— start STORED RECORDS —
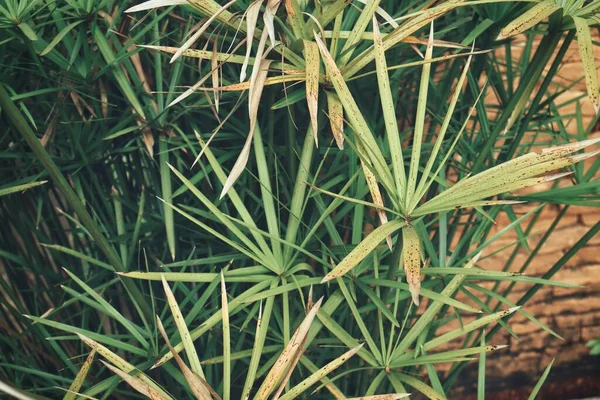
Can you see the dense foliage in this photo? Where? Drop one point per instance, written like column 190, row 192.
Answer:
column 292, row 195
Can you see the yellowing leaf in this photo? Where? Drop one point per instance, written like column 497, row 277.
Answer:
column 392, row 396
column 586, row 50
column 254, row 100
column 136, row 383
column 528, row 19
column 411, row 259
column 311, row 56
column 214, row 64
column 188, row 343
column 152, row 4
column 80, row 378
column 199, row 387
column 336, row 118
column 320, row 374
column 188, row 43
column 286, row 360
column 268, row 16
column 251, row 20
column 363, row 249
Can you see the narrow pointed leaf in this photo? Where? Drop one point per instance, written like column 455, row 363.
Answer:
column 363, row 249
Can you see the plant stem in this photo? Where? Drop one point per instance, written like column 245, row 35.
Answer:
column 15, row 117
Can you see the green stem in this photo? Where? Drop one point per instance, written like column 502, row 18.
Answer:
column 14, row 116
column 517, row 102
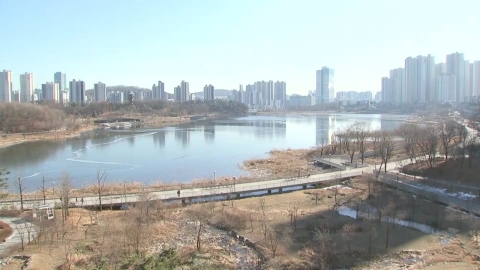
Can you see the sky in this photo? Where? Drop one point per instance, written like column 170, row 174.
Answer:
column 230, row 42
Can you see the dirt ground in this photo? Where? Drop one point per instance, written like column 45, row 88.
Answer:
column 294, row 247
column 283, row 163
column 5, row 231
column 453, row 170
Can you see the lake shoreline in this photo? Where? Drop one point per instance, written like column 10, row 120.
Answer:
column 18, row 138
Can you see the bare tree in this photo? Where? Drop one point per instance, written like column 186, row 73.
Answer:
column 101, row 177
column 322, row 247
column 387, row 211
column 21, row 189
column 263, row 211
column 408, row 132
column 385, row 148
column 200, row 216
column 348, row 230
column 474, row 224
column 446, row 132
column 427, row 142
column 317, row 194
column 371, row 234
column 21, row 233
column 361, row 137
column 472, row 148
column 273, row 239
column 350, row 142
column 65, row 189
column 44, row 189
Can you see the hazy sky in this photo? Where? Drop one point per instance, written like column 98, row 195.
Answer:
column 230, row 42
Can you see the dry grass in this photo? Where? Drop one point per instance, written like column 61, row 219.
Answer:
column 283, row 163
column 453, row 170
column 311, row 216
column 5, row 231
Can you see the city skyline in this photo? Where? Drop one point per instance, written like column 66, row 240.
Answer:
column 213, row 43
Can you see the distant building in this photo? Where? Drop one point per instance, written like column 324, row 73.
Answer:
column 209, row 92
column 446, row 88
column 297, row 101
column 6, row 86
column 77, row 92
column 354, row 96
column 456, row 66
column 182, row 92
column 325, row 86
column 99, row 92
column 26, row 87
column 158, row 91
column 117, row 97
column 50, row 91
column 61, row 79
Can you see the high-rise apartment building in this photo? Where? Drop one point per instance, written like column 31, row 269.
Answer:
column 430, row 78
column 158, row 91
column 61, row 79
column 99, row 92
column 209, row 92
column 446, row 88
column 77, row 92
column 182, row 92
column 475, row 78
column 397, row 85
column 6, row 86
column 26, row 87
column 325, row 90
column 50, row 91
column 280, row 91
column 456, row 66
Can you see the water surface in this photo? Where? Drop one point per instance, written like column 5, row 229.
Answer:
column 201, row 149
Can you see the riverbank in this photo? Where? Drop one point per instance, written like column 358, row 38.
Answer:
column 18, row 138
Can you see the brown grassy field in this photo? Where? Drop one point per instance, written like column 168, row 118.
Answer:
column 5, row 231
column 295, row 246
column 453, row 170
column 91, row 239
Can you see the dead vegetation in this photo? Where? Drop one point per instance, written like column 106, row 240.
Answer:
column 284, row 163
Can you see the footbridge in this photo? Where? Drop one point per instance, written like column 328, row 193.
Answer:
column 201, row 194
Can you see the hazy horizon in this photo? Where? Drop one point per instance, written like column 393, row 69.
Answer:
column 227, row 43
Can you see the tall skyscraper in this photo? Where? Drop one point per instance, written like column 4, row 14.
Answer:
column 446, row 88
column 280, row 91
column 50, row 91
column 397, row 86
column 184, row 91
column 325, row 90
column 209, row 92
column 61, row 79
column 456, row 66
column 158, row 92
column 475, row 67
column 99, row 92
column 26, row 87
column 77, row 92
column 430, row 78
column 6, row 86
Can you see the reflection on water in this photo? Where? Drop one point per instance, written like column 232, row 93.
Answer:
column 184, row 152
column 159, row 138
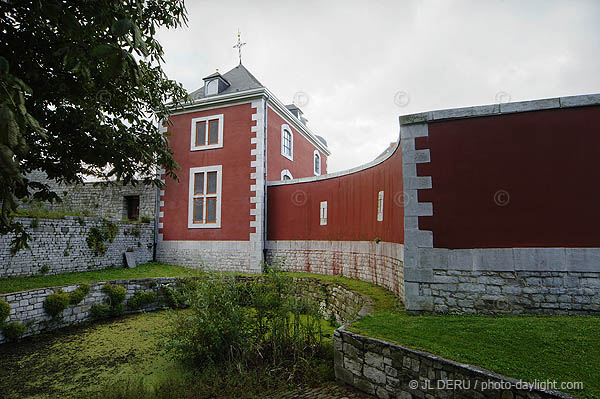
— end STORED RECORDS —
Turn every line of the items above into a numbered list, skipping any blank lines and leaving out the pictures.

OUTPUT OF THE TASK =>
1. Can you see the dense foliage in this photo? Where? Drop one point per instance, written like column 190, row 192.
2. Answer:
3. column 292, row 195
4. Can you see the yellowing leaf in this photo? Where? Drop one point per instance, written like column 497, row 277.
5. Answer:
6. column 392, row 396
7. column 586, row 50
8. column 254, row 100
9. column 136, row 383
10. column 528, row 19
11. column 411, row 259
12. column 311, row 56
13. column 214, row 64
14. column 188, row 343
15. column 152, row 4
16. column 80, row 378
17. column 199, row 387
18. column 336, row 118
19. column 320, row 374
20. column 188, row 43
21. column 286, row 360
22. column 268, row 16
23. column 251, row 20
24. column 363, row 249
25. Can you see the narrow pointed leaf in this photo? Where? Drop one point per instance, written like column 455, row 363.
26. Answer:
27. column 363, row 249
28. Can you see the plant stem in this photo? Where? Drop one point per instance, written like column 245, row 35.
29. Answer:
30. column 15, row 117
31. Can you see the green stem in this photo? Where? Drop one point per instance, written like column 502, row 18.
32. Answer:
33. column 14, row 116
34. column 517, row 102
35. Can you see the sky in this photo? Where? Drop one point per instance, written like column 170, row 174.
36. Answer:
37. column 230, row 42
38. Can you see the dirt ground in this photo? Where? Drop one point per instance, written like column 45, row 88.
39. Answer:
40. column 294, row 247
41. column 283, row 163
42. column 5, row 231
43. column 453, row 170
44. Can you see the lake shoreline in this photo? Where? Drop one point per instance, written like column 10, row 120.
45. Answer:
46. column 18, row 138
47. Can you see the bare tree in this photo? Where? Drop one point per instance, written like column 186, row 73.
48. Answer:
49. column 101, row 177
50. column 322, row 247
51. column 387, row 211
52. column 21, row 189
53. column 263, row 211
54. column 408, row 132
55. column 385, row 148
56. column 200, row 216
57. column 348, row 230
58. column 474, row 224
59. column 446, row 132
60. column 427, row 142
61. column 317, row 194
62. column 371, row 234
63. column 21, row 233
64. column 361, row 137
65. column 472, row 148
66. column 273, row 239
67. column 350, row 142
68. column 65, row 189
69. column 44, row 189
70. Can you see the hazy sky in this photo? Where? Drop one point per instance, written like column 98, row 195.
71. Answer:
72. column 230, row 42
73. Can you see the dry grass in this photo? Where? Drop one point per instance, written like column 61, row 219.
74. Answer:
75. column 283, row 163
76. column 453, row 170
77. column 311, row 216
78. column 5, row 231
79. Can you see the city skyline in this photo? Where? Drop one point per instance, written like column 66, row 240.
80. Answer:
81. column 213, row 43
82. Can you see the distant building in this photo? Where? Drop one point per instance, written like column 324, row 73.
83. Answer:
84. column 209, row 92
85. column 446, row 88
86. column 297, row 101
87. column 6, row 86
88. column 77, row 92
89. column 354, row 96
90. column 456, row 66
91. column 182, row 92
92. column 325, row 86
93. column 99, row 92
94. column 26, row 87
95. column 158, row 91
96. column 117, row 97
97. column 50, row 91
98. column 61, row 79
99. Can you see the high-rise apartment building in this photo? Where? Drop one point per instance, written like column 31, row 269.
100. Answer:
101. column 430, row 78
102. column 158, row 91
103. column 61, row 79
104. column 99, row 92
105. column 209, row 92
106. column 446, row 88
107. column 77, row 92
108. column 182, row 92
109. column 475, row 78
110. column 397, row 85
111. column 6, row 86
112. column 26, row 87
113. column 325, row 90
114. column 50, row 91
115. column 280, row 91
116. column 456, row 66
117. Can you see the water surface in this photo? Where? Drop one point per instance, written like column 5, row 229.
118. Answer:
119. column 201, row 149
120. Can you see the riverbank in this photo? Where? Drop one point per instance, written like column 358, row 38.
121. Answer:
122. column 18, row 138
123. Can you see the brown grassy field in this photo? Where? Drop one point per instance, written like column 168, row 118.
124. Answer:
125. column 5, row 231
126. column 295, row 246
127. column 453, row 170
128. column 91, row 239
129. Can you see the dead vegetation in this photo? Where? Drop one point per instance, written like column 106, row 240.
130. Answer:
131. column 284, row 163
132. Can you see the footbridge in this photo? Where? Drop one point per instance, written like column 328, row 193.
133. Answer:
134. column 201, row 194
135. Can you see the hazy horizon in this photo? Where? Drop one point per instance, written like column 393, row 69.
136. Answer:
137. column 227, row 43
138. Can you see the tall skyscraper in this photo? Where? Drop one point per instance, written like column 4, row 14.
139. Answer:
140. column 446, row 88
141. column 280, row 91
142. column 50, row 91
143. column 397, row 86
144. column 184, row 91
145. column 325, row 90
146. column 209, row 92
147. column 61, row 79
148. column 456, row 66
149. column 158, row 92
150. column 475, row 67
151. column 99, row 92
152. column 26, row 87
153. column 77, row 92
154. column 430, row 78
155. column 6, row 86
156. Can you see the reflection on water in this photo? Where? Drop one point per instance, written like column 232, row 93.
157. Answer:
158. column 184, row 152
159. column 159, row 138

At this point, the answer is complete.